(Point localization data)
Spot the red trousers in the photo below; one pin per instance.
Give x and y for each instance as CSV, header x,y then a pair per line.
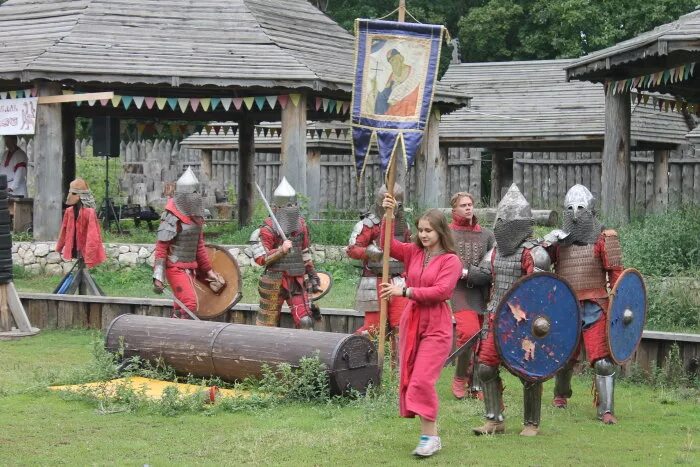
x,y
182,283
595,340
488,355
469,323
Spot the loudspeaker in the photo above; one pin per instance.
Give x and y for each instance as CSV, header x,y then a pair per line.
x,y
105,136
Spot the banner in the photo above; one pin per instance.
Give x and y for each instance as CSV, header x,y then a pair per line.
x,y
17,116
396,67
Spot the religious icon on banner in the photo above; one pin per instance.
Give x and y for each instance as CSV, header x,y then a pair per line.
x,y
395,71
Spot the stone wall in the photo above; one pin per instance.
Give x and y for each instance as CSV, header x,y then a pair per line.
x,y
40,257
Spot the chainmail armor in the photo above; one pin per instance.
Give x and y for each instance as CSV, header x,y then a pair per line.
x,y
183,248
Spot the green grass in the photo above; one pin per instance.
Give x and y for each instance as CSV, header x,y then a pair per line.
x,y
657,426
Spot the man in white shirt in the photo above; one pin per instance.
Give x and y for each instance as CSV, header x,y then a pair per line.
x,y
14,165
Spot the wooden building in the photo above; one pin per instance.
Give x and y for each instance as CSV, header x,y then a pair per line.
x,y
659,61
224,60
547,134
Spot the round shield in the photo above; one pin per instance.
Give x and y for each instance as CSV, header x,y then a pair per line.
x,y
326,284
537,326
210,304
626,315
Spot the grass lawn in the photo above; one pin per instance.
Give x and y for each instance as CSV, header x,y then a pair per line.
x,y
657,426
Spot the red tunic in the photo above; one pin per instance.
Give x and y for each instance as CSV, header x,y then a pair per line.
x,y
88,237
426,327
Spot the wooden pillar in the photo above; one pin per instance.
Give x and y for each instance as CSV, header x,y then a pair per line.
x,y
615,191
246,172
48,165
432,169
313,182
207,168
661,157
68,131
501,174
293,150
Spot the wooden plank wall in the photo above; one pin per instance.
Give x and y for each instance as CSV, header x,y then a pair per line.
x,y
546,176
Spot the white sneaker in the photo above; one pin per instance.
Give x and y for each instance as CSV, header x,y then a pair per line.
x,y
427,446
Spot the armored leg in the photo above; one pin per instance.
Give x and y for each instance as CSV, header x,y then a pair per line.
x,y
605,389
562,385
532,403
493,397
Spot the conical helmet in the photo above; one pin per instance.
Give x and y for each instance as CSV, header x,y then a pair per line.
x,y
188,199
79,191
579,197
284,195
513,206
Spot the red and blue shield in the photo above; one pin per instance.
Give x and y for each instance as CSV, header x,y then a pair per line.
x,y
626,315
537,326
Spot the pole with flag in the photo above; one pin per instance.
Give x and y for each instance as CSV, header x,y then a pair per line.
x,y
395,73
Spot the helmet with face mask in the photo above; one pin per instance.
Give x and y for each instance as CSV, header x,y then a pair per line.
x,y
286,206
79,191
187,196
514,221
580,221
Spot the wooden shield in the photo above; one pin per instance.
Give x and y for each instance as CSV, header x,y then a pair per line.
x,y
210,304
627,315
326,284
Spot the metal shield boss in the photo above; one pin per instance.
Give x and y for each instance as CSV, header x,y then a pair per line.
x,y
210,304
326,284
537,326
627,315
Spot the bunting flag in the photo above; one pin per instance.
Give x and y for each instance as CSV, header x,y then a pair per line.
x,y
395,71
671,75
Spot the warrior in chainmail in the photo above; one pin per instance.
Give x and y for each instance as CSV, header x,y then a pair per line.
x,y
589,257
81,236
514,256
180,255
366,245
289,274
472,242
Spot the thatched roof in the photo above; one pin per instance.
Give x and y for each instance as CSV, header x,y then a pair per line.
x,y
517,102
664,47
222,43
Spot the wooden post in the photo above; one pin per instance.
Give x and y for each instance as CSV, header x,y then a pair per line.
x,y
246,172
293,150
207,163
661,157
48,165
68,134
313,181
435,174
615,192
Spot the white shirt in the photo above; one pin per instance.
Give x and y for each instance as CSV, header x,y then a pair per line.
x,y
14,166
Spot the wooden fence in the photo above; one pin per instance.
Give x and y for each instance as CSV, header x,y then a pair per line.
x,y
49,311
543,176
546,176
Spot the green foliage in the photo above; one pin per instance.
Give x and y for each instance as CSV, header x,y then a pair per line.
x,y
307,383
496,30
665,244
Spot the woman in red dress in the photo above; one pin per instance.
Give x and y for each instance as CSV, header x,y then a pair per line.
x,y
433,270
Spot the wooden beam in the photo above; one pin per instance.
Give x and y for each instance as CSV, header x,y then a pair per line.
x,y
661,160
48,166
293,148
246,170
615,192
62,98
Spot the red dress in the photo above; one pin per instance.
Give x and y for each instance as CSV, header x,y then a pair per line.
x,y
426,327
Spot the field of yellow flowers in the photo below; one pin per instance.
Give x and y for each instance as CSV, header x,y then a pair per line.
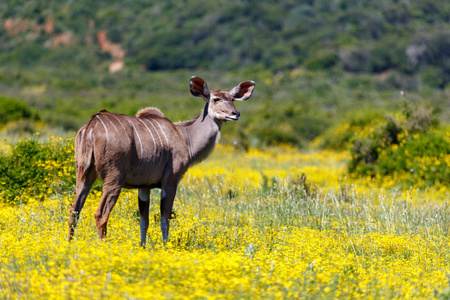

Brief ->
Return each line of the data that contains the string "shirt".

Response below ->
Spot the man in white shirt in the photo above; one pin per instance.
Spot the white shirt in the photo above; one pin per instance.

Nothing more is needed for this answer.